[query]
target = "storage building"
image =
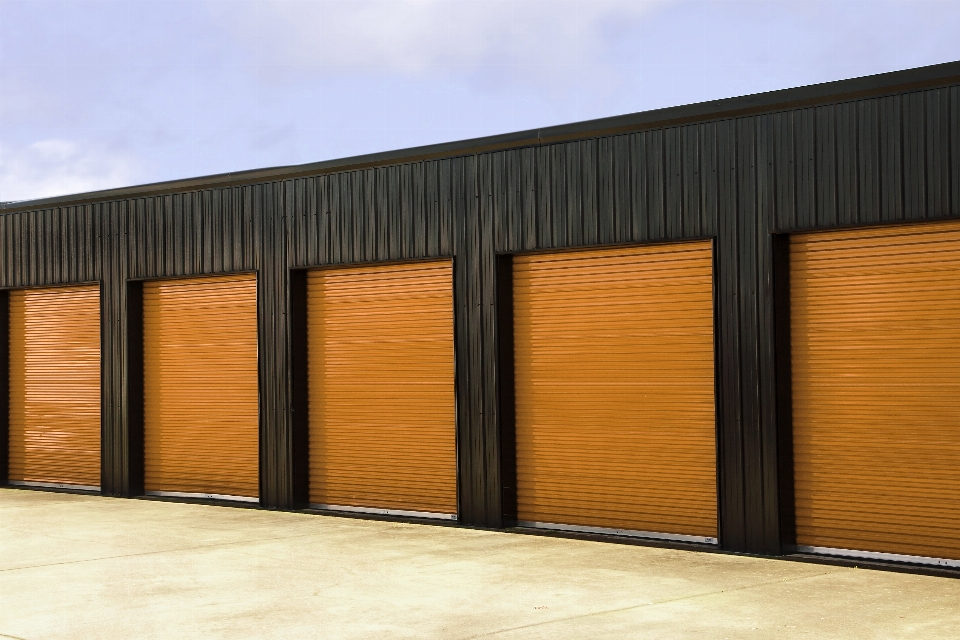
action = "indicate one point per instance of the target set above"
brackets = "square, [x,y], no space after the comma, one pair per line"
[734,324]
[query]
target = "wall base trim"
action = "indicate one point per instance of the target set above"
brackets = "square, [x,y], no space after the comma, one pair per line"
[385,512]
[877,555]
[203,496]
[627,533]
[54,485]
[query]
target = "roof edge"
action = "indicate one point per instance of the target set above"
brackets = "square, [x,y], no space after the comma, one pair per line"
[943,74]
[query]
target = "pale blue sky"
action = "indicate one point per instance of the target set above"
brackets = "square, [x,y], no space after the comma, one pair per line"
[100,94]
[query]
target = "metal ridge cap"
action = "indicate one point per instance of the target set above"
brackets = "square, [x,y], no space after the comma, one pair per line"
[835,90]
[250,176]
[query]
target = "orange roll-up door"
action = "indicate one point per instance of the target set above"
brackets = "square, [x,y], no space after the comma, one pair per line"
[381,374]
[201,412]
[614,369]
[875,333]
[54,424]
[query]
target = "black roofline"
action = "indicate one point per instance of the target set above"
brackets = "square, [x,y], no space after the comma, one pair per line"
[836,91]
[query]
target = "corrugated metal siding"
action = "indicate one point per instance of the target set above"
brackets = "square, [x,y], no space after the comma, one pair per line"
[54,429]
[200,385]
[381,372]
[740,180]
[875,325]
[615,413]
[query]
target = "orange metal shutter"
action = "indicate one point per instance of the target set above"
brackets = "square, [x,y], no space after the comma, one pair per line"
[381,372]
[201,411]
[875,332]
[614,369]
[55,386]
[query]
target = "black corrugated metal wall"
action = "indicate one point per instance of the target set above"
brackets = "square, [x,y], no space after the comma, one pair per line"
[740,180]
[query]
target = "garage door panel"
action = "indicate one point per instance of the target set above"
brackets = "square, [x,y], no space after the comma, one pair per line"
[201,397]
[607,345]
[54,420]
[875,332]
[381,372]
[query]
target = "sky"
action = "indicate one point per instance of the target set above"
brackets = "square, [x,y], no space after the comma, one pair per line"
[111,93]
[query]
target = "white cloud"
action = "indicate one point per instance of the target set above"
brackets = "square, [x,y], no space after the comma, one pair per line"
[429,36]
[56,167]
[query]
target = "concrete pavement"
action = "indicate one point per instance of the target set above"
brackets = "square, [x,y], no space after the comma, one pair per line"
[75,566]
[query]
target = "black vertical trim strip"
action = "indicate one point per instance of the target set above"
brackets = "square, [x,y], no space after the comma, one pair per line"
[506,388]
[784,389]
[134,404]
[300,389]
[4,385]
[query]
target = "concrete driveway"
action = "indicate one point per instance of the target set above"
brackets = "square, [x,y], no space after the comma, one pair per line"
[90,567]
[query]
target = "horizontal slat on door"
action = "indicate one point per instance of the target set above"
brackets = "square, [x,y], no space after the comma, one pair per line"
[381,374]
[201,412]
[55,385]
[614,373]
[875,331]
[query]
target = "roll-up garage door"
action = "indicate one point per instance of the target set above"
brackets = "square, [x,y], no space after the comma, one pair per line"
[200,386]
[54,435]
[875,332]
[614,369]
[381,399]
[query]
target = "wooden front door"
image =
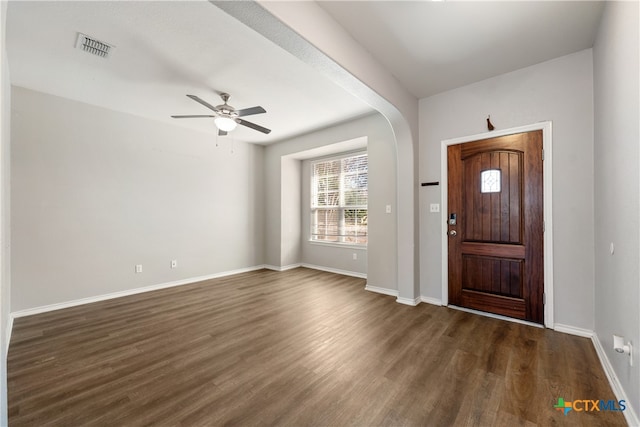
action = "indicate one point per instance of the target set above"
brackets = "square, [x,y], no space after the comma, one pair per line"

» **Exercise description**: In the records above, find the lines holding "black". Copy each one.

» **Response box**:
target = "black roofline"
target = "black corrugated metal wall"
target = "black vertical trim strip"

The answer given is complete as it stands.